Coordinate labeling data:
::::::::::
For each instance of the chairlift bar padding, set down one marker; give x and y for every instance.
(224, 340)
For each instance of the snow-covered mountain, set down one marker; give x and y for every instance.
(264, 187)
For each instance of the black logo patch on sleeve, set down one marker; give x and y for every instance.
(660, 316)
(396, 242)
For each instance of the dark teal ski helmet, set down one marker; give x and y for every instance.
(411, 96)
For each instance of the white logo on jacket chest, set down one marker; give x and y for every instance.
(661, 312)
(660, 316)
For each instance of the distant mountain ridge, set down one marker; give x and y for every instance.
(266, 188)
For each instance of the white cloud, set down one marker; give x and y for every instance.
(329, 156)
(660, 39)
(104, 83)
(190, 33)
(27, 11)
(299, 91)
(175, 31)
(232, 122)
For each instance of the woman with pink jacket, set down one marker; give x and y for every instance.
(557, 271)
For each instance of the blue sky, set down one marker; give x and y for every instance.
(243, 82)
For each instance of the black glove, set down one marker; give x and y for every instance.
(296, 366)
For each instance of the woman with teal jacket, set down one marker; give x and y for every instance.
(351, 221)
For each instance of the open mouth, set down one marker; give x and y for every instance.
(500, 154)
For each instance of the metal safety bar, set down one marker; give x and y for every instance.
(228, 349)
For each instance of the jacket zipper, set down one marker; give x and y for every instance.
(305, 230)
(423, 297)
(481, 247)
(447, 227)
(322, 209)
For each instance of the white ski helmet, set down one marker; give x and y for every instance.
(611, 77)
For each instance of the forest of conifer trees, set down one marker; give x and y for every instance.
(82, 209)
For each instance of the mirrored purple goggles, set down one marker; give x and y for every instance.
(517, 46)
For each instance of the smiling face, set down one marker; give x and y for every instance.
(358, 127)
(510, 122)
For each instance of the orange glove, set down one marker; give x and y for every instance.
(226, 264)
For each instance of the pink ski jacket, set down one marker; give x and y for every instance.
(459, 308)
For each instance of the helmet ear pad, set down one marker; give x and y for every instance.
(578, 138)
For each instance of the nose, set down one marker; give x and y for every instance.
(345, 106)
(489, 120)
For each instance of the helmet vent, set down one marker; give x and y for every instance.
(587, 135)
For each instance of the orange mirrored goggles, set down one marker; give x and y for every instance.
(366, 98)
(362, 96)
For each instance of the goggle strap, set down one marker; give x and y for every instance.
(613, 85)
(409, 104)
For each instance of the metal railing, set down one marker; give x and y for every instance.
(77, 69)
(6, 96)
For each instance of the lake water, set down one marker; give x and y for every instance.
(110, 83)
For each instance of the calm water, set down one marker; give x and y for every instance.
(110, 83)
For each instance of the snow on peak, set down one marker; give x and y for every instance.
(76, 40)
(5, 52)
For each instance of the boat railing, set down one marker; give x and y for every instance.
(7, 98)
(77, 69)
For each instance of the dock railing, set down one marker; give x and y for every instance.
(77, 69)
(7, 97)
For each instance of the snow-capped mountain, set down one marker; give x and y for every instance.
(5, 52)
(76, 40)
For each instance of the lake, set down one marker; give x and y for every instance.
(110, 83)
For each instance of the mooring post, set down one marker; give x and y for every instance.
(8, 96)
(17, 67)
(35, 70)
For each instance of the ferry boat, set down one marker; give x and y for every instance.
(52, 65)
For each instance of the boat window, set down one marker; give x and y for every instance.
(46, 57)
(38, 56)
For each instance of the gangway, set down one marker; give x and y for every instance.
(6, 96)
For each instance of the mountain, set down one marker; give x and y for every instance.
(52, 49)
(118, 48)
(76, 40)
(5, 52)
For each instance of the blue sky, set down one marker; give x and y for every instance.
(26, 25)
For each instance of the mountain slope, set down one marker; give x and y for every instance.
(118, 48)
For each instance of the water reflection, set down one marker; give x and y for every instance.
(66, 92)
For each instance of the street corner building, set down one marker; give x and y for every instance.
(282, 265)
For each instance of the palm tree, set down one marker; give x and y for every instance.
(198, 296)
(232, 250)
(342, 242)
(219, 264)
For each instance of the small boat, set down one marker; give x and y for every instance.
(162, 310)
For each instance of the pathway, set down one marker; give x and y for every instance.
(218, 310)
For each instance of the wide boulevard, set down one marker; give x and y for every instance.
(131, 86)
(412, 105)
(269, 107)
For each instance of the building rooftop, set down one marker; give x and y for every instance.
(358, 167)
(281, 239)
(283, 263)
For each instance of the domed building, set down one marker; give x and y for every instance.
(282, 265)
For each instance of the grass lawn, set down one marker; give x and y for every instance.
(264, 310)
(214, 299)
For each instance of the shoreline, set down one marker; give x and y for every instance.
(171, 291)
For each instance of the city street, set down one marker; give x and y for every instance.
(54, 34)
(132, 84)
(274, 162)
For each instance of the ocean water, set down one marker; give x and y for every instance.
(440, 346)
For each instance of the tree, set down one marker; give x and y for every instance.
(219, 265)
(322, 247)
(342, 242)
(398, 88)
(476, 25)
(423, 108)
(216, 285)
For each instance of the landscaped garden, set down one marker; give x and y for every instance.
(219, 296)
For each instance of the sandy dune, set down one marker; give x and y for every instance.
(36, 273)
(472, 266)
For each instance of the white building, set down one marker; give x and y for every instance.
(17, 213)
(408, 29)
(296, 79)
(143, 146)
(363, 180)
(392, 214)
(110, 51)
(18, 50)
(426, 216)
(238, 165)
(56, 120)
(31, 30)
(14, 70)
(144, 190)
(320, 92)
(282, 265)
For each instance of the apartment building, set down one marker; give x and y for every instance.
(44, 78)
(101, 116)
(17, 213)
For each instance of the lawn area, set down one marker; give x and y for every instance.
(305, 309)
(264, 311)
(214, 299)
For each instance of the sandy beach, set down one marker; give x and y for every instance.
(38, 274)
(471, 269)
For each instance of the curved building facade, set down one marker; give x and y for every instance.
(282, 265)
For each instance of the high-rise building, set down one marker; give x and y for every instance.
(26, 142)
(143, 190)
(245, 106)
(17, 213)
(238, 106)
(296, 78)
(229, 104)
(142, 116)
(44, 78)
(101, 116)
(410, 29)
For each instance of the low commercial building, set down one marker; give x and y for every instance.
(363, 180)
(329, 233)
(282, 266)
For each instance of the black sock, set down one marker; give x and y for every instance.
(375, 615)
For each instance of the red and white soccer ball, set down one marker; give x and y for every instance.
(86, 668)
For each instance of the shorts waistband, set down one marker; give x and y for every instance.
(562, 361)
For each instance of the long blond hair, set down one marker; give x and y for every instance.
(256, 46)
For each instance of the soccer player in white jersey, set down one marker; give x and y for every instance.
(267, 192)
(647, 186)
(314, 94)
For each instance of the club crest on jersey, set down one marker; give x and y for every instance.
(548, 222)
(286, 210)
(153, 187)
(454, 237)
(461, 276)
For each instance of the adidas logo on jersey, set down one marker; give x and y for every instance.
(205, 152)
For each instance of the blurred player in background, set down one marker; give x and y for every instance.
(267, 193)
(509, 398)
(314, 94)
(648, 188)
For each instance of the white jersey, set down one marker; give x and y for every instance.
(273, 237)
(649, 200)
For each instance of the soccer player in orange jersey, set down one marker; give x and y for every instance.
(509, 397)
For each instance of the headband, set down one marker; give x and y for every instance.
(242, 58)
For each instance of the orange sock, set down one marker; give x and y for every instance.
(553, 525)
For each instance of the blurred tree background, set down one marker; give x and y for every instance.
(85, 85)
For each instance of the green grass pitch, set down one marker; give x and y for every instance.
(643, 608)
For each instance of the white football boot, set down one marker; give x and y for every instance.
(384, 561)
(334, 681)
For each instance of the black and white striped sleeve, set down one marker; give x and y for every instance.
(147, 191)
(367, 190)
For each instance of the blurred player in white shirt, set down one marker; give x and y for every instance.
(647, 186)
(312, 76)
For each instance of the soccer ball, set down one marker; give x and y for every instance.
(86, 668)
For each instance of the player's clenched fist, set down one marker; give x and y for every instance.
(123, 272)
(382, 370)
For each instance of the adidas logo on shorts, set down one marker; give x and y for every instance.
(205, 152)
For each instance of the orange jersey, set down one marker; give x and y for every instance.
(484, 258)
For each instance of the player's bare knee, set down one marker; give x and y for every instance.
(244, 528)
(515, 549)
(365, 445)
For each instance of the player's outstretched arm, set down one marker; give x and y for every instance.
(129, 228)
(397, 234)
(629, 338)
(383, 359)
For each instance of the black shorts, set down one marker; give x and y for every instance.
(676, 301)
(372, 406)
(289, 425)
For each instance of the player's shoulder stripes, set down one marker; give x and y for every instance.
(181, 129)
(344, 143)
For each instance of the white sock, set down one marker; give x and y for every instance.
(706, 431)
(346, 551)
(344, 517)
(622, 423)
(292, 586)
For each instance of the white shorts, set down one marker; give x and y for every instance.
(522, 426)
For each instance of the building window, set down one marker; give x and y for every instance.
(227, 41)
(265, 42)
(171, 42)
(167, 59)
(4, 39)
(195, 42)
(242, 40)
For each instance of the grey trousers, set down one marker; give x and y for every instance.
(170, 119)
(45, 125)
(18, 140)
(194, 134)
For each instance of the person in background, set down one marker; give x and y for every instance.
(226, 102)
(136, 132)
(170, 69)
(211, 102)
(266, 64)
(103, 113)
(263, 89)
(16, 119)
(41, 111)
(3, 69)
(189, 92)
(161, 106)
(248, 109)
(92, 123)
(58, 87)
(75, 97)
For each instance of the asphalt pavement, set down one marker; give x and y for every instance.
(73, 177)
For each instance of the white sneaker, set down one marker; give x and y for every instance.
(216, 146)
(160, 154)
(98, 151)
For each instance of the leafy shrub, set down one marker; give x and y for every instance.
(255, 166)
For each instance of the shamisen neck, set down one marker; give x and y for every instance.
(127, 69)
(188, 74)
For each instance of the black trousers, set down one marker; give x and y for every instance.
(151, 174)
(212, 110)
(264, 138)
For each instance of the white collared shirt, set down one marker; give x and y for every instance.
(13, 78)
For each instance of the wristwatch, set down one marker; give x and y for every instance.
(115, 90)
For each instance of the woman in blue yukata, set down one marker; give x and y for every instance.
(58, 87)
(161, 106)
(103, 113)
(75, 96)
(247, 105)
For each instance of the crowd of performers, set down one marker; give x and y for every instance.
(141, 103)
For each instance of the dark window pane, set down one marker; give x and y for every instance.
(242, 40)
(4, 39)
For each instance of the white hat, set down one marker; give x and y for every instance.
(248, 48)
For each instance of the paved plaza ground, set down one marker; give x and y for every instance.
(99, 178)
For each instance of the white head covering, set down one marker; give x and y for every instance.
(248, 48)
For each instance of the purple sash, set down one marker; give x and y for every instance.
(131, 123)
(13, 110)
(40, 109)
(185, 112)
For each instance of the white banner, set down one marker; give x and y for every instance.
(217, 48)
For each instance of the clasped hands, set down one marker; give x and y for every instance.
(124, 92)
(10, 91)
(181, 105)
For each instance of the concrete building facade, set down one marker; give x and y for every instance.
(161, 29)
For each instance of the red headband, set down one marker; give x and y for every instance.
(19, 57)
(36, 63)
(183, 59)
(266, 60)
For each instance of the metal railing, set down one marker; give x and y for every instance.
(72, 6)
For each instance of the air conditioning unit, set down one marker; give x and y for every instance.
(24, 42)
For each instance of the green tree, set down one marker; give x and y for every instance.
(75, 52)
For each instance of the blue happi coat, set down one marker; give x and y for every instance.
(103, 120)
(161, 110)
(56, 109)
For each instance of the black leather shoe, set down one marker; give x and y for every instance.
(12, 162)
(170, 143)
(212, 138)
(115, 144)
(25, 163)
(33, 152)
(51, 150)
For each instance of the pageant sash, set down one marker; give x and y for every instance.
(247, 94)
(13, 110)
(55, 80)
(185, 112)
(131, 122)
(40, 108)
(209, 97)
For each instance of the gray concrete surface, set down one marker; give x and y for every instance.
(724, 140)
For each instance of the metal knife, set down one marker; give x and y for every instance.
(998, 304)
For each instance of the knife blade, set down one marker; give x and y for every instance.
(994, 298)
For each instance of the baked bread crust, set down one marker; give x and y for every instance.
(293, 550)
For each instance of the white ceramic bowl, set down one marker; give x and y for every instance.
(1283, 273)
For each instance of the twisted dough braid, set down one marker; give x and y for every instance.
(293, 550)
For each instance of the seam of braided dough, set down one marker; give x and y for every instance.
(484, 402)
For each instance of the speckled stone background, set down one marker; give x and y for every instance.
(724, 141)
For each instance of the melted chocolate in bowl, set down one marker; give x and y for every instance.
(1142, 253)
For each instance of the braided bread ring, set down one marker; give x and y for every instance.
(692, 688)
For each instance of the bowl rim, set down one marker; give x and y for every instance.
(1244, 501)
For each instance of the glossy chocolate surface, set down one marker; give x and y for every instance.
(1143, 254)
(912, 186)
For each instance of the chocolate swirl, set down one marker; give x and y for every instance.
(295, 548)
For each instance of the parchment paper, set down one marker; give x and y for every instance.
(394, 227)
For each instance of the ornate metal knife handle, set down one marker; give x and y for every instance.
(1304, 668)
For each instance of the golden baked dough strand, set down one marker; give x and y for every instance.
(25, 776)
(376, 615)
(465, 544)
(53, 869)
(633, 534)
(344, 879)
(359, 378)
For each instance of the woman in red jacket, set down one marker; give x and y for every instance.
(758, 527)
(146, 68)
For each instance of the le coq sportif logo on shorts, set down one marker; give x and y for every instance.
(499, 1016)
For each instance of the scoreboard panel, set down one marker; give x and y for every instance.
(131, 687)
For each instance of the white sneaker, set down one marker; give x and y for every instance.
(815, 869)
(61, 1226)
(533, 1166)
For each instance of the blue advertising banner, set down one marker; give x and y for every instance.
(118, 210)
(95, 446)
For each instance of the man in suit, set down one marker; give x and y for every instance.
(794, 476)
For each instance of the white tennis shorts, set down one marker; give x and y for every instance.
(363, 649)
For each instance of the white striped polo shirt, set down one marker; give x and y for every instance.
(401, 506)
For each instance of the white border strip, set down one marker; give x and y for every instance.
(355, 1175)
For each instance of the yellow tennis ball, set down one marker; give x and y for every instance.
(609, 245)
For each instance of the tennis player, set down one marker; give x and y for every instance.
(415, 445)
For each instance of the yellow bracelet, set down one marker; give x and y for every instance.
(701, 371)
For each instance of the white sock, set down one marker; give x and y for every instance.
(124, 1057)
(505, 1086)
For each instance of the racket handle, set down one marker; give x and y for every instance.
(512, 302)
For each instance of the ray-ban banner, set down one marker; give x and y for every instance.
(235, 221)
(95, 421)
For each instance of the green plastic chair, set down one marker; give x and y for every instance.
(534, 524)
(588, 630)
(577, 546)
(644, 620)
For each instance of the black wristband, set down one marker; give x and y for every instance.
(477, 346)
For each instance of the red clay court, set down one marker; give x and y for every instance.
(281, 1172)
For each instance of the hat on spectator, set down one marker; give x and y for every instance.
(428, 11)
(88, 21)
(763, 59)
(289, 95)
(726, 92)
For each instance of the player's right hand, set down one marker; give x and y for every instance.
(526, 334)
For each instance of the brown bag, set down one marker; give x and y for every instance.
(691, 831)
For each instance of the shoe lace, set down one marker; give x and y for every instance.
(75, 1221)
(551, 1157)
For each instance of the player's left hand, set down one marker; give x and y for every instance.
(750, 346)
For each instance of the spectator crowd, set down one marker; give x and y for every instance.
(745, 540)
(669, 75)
::::::::::
Written task | Turn the lines between the one holding "For each instance of the chocolate" and the one holding "(355, 1175)", inclusive, into a JSON list of strings with one string per line and blank lines left out.

Task output |
[
  "For each instance of the chocolate swirl, set down one marker; give x and y for every instance.",
  "(295, 548)",
  "For each instance of the parchment paper, set down one marker; give x and y for every instance.",
  "(394, 227)",
  "For each instance of the ornate metal knife handle, set down one marker; give x and y for every instance.",
  "(1304, 668)",
  "For each instance of the golden baked dough strand, set down one marker; give x and y for every instance.",
  "(25, 776)",
  "(376, 615)",
  "(465, 544)",
  "(53, 869)",
  "(633, 534)",
  "(344, 879)",
  "(359, 378)",
  "For each instance of the woman in red jacket, set down one marker; give x and y for every instance.",
  "(758, 527)",
  "(146, 68)",
  "For each instance of the le coq sportif logo on shorts, set down one marker; give x and y for every instance.",
  "(499, 1016)",
  "For each instance of the scoreboard panel, set down one marker; give x and y for every instance.",
  "(131, 687)",
  "For each instance of the white sneaker, set down one marker; give x and y for every instance.",
  "(815, 869)",
  "(61, 1226)",
  "(533, 1166)",
  "For each instance of the blue advertising banner, set down one marker; give x and y for every instance.",
  "(118, 210)",
  "(95, 446)",
  "For each instance of the man in suit, set down one marker; give x and y for every instance.",
  "(794, 476)",
  "For each instance of the white tennis shorts, set down one marker; give x and y for every instance.",
  "(363, 649)",
  "For each instance of the white striped polo shirt, set down one marker; give x and y for every instance.",
  "(401, 506)",
  "For each instance of the white border strip, set down one marker; give x and y for every instance.",
  "(355, 1175)"
]